Steven McNicholas
Cast members wield sticks and a variety of other props in "Stomp."

The beats in the percussion extravaganza "Stomp" can't stop even if someone in the cast breaks a broomstick, a chair or plunger.

That's why Sam Weaver's job is so important.

Weaver is the prop master for the "Stomp" tour, making sure he has plenty of broomsticks, broomheads, plungers, big drumsticks, little drumsticks, trash can lids, trash cans, reinforced fold-up chairs, spare shoes and safety pins for each performance.

"You never know when something is going to happen," Weaver said from South Carolina. "Cast members need to be able to look off stage through the wings and know we have them covered if something breaks."

But it isn't easy keeping everything ready — and it's not because the cast break things once a week.

"We go through 30 brooms about every six or seven days," Weaver said. "But that isn't the challenge." The challenge lies in the fact that all the props are made in England. "Stomp" originated in England and the props have certain specifications.

"So, about once a year, we have a ton of equipment and props sent from England to New York," Weaver said. "We store the stuff in New York. When we go on the road, we grab a bunch of the props for the tour. We really load ourselves up and keep an eye on the inventory. When things, such as plungers, start getting low, we call or e-mail the offices in New York and have them send more props to the next venue ..." When they arrive, he unloads the props and gets them ready for the show.

Everything from electrical tape to boot laces and safety pins are just as much a part of the props as the drumsticks, said Weaver, who has been with the show since 1995.

"We don't have much of a costume department. So, when someone buys a shirt they want to perform in and don't like the sleeves, they come to me and I pull out the scissors and safety pins."

Sometimes, Weaver said, getting ready is a "logistical Rubik's Cube."

== Required actions ==
**1.** In the Stomp article, how many brooms does the tour use about every six or seven days?
**2.** Repeat the Stomp article from "Steven McNicholas" to "for each performance.".
The records that come next are separate from the Stomp article.

== Material supplied ==
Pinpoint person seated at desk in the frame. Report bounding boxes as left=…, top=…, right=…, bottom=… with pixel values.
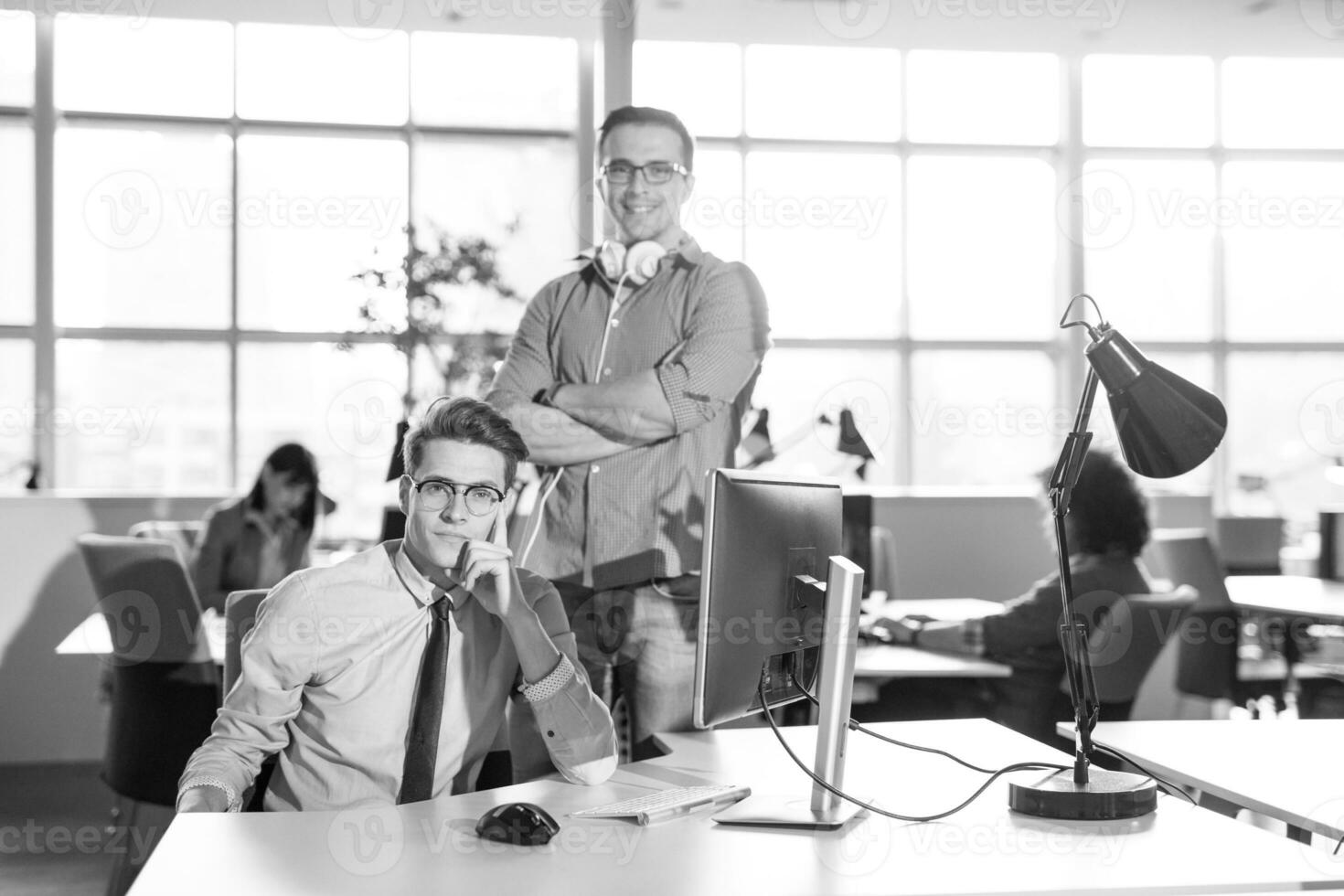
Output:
left=177, top=398, right=617, bottom=811
left=874, top=449, right=1152, bottom=743
left=189, top=442, right=324, bottom=613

== Final answers ==
**1.** About 30 brooms.

**2.**
Steven McNicholas
Cast members wield sticks and a variety of other props in "Stomp."

The beats in the percussion extravaganza "Stomp" can't stop even if someone in the cast breaks a broomstick, a chair or plunger.

That's why Sam Weaver's job is so important.

Weaver is the prop master for the "Stomp" tour, making sure he has plenty of broomsticks, broomheads, plungers, big drumsticks, little drumsticks, trash can lids, trash cans, reinforced fold-up chairs, spare shoes and safety pins for each performance.